Exercise description: Although the entries contain pictures, only their words should be duplicated exactly.

Data supplied:
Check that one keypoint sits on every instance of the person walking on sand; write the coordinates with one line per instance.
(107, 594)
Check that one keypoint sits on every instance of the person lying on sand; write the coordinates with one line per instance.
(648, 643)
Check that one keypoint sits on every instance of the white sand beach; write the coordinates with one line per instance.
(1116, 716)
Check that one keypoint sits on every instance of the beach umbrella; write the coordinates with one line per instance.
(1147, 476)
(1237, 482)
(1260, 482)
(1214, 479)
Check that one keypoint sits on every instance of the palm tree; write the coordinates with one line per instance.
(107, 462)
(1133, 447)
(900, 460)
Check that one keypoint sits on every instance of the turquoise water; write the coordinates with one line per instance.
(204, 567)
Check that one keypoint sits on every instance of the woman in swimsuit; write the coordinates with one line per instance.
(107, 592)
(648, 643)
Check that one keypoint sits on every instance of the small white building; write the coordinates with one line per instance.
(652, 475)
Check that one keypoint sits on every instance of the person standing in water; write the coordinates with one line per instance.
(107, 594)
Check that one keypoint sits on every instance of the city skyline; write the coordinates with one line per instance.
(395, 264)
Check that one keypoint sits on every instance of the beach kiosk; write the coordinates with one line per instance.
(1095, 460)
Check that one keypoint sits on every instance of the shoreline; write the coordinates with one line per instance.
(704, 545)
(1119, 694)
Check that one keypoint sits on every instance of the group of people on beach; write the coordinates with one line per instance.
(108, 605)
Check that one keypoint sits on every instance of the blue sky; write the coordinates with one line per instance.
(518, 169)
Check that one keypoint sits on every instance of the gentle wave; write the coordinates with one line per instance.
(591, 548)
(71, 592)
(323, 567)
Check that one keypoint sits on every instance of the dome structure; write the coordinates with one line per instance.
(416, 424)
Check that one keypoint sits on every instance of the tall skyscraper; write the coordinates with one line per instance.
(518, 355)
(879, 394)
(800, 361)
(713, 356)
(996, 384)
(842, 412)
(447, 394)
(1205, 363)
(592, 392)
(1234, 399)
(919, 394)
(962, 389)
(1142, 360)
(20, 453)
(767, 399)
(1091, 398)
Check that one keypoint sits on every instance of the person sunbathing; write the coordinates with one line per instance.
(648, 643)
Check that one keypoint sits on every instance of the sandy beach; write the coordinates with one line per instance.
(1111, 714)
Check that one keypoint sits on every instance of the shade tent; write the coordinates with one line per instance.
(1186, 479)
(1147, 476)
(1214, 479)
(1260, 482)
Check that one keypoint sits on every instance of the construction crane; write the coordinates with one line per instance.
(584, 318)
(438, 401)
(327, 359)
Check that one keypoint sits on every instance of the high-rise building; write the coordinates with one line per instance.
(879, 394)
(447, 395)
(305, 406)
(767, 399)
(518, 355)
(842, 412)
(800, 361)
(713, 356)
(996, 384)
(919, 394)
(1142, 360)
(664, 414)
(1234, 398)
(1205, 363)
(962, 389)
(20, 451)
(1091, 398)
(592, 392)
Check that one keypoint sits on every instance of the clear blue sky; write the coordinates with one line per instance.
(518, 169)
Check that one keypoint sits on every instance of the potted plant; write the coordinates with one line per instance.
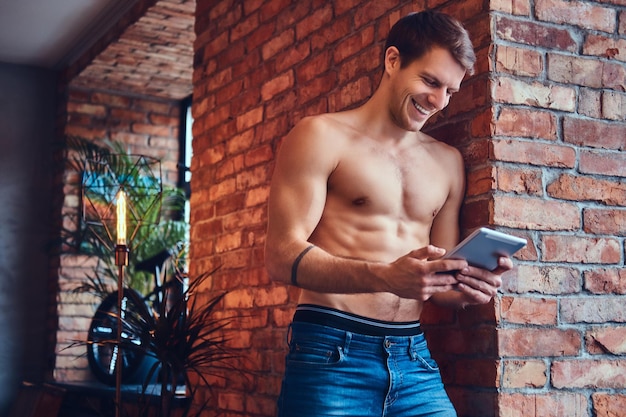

Task answer:
Check that one keypoint sits on every instance of the person walking on sand; write the coordinates with one line per instance.
(107, 594)
Check that one keypoint sits on every instance of the person lying on sand; write the coordinates with one line per instance.
(648, 643)
Check that one keypoint sits on every instance of the white sand beach; write the coordinates with one line per instance.
(1116, 716)
Check that one keypoint sits on every instance of the beach umbrella; write the coordinates with one line per instance.
(1147, 476)
(1237, 482)
(1260, 482)
(1214, 479)
Check that one keypoint sits on every instance of the palm tree; write the coordinates with one line per instance.
(107, 462)
(1133, 447)
(900, 460)
Check that one keypoint sits on every instance of the turquoise water; write the coordinates with one line per instance.
(204, 567)
Check that one keypoint sits on every instance of the woman in swimsuit; write the coordinates with one line per instance.
(107, 592)
(648, 643)
Check that one keypoint sits on every instance of the small white building; write the coordinates with one line per instance.
(652, 475)
Check that one keypoint sits on every instance of the person standing in water; write the coordinates with one line per instance.
(107, 594)
Check that one keypoint sits on every instance of the city skyline; write the coordinates with one line per instance.
(395, 264)
Check that one keypoint sits on every instance of the beach kiosk; write the coordinates with one line per instance.
(1095, 460)
Check that one keypoint sits on every instance of the shoreline; write the coordinates with one line per instance.
(704, 545)
(1119, 694)
Check that one keypoint sits on every instance of the group of people on beach; write the coordinates with one line per instance.
(108, 605)
Check that one keypoint sits on every instance of the blue sky; write the coordinates with one line per instance.
(518, 169)
Check that one keypoint sits on every instance of the gentle wave; write the coordinates with one line per instance.
(591, 548)
(71, 592)
(323, 567)
Check that one keypoint sits on every instance of the dome structure; write the coordinates with one line per instance.
(416, 424)
Check that one keypoint sits on every instance of the tall skyscraper; write the coordinates with one line per instance.
(518, 355)
(879, 394)
(800, 361)
(713, 356)
(996, 384)
(842, 412)
(447, 394)
(1205, 363)
(592, 392)
(1234, 399)
(919, 394)
(962, 389)
(1142, 360)
(20, 453)
(767, 399)
(1091, 398)
Check that one keypoint sits on every instance of the person sunbathing; write the coordinates with one line per instance.
(648, 643)
Check that one keypoint sits on every instance of the sandy beach; write the coordinates with one line per instance.
(1111, 714)
Check that one keypoint sits on every instance of the shade tent; write the coordinates with one line per instance.
(1186, 479)
(1147, 476)
(1214, 479)
(1260, 482)
Check that one keypoint sits on every instance of the construction crane; write the coordinates with one line per instance.
(584, 318)
(438, 401)
(327, 359)
Check that one keypoint sits on every instance of the high-rise building; write the coordinates with one line per instance.
(879, 394)
(447, 395)
(305, 406)
(767, 399)
(518, 355)
(842, 412)
(800, 361)
(713, 356)
(996, 384)
(919, 394)
(1142, 360)
(664, 414)
(1234, 398)
(1205, 363)
(962, 389)
(20, 451)
(1091, 398)
(592, 392)
Check that one keypoint sits on every instance of the clear blue sky; write the coordinates with one line per instance.
(518, 169)
Check that one keypoint sits on every instance of the potted plant; write the coordinates with one line per instance.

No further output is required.